begin RECORD EXTRACTS
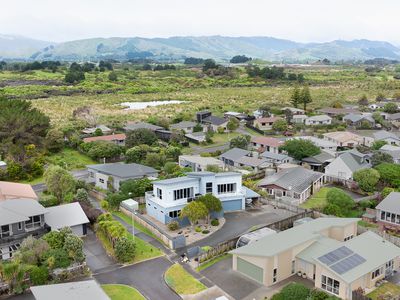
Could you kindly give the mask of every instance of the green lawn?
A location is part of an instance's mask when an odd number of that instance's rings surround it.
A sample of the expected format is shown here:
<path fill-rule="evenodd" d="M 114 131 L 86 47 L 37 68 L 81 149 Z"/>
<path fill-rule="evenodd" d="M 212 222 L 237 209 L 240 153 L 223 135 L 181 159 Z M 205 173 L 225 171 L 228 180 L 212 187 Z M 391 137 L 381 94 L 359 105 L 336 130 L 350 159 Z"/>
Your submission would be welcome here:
end RECORD EXTRACTS
**DIRECTIVE:** Keep only the lines of the data that contain the string "fill".

**EXERCISE SOLUTION:**
<path fill-rule="evenodd" d="M 114 131 L 86 47 L 37 68 L 81 149 Z"/>
<path fill-rule="evenodd" d="M 212 222 L 237 209 L 240 153 L 223 135 L 181 159 Z M 205 173 L 225 171 L 228 180 L 212 187 Z M 391 137 L 381 94 L 359 105 L 336 130 L 350 159 Z"/>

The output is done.